■ **What to produce**
Write a continuation of the passage below on the rivers and uplands of the Appalachian belts, picking up right after its final sentence.

■ **Supplied text**

-=-=-=-=-

The rivers of the mountain belt, normally dividing and subdividing in
apparently subsequent fashion between the hills and spurs, generally
follow open valleys. There are few waterfalls. The streams being as
a rule fairly well graded, though their current is rapid and their
channels are set with coarse waste. The valley floors always join at
accordant levels, as is the habit among normally subdued mountains.
Thus, they contrast with glaciated mountains such as the Alps and the
Canadian Rockies. In those, the laterals open as hanging valleys
in the side slope of the main valleys. It is a peculiar feature of the
drainage in North Carolina that the headwaters lie to the east of the
highest mountains and that the chief rivers flow northwestward through
the mountains to the broad valley lowland of the stratified belt and then
through the plateau, as the members of the Mississippi system. It is
probable that these rivers follow in a general way courses of much more
ancient origin than those of the Atlantic rivers in the middle Appalachians.
The piedmont belt may be described as a maturely dissected peneplain over
much of its extent. Indeed, It is one of the best examples of kind.
Its uplands are of fairly accordant altitude, which gradually
decreases from 500 to 1000 ft. near the mountain belt to half that
height along the coastal plain border. Here and there, the uplands are
surmounted by residual monadnocks in the form of low domes and knobs.

-=-=-=-=-

■ **Provided data**
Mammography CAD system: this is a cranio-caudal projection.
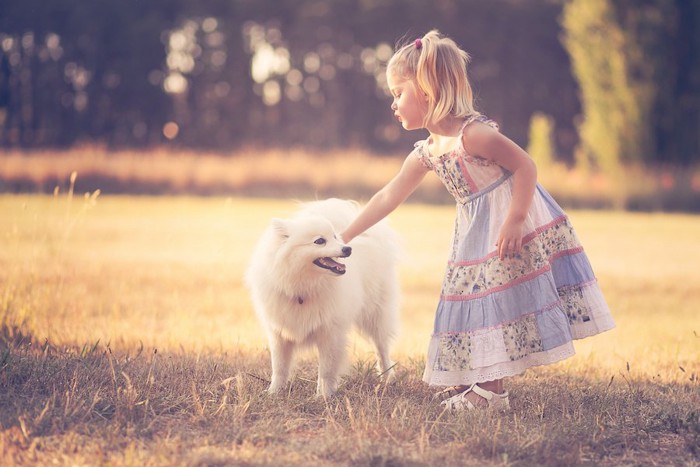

-=-=-=-=-

■ **Exercise response**
These increase in height and number towards the mountain belt and
decrease towards the coastal plain. Stone Mountain, near Atlanta,
Georgia, a dome of granite surmounting the schists of the uplands,
is a striking example of this. The chief rivers flow
southeastward in rather irregular courses through valleys from 200 to
500 ft. deep. The small branches ramify indefinitely in typical insequent
arrangement. The streams are nearly everywhere well graded with rapids
being rare and lakes unknown.
The boundary between the mountains and the piedmont belt is called the
Blue Ridge all along its length. Although the name Blue Ridge
is fairly appropriate in northern Virginia, it is not deserved in the
Carolinas, where the ridge is only an escarpment descending abruptly
1000 or 1500 ft. from the valleys of the mountain belt to the rolling
uplands of the piedmont belt. This form is unusual. It is
not defined by rock structure, but appears to result from the retrogressive
erosion of the shorter Atlantic rivers, whereby the highlands, drained by
much longer rivers, are undercut. The piedmont belt merges southeastward
into the coastal plain, the altitudes of the piedmont uplands and of the
coastal plain hills being about the same along their line of junction.
Many of the rivers, elsewhere well graded, have rapids as they pass
from the harder rocks of the piedmont to the semi-consolidated strata
of the coastal plain.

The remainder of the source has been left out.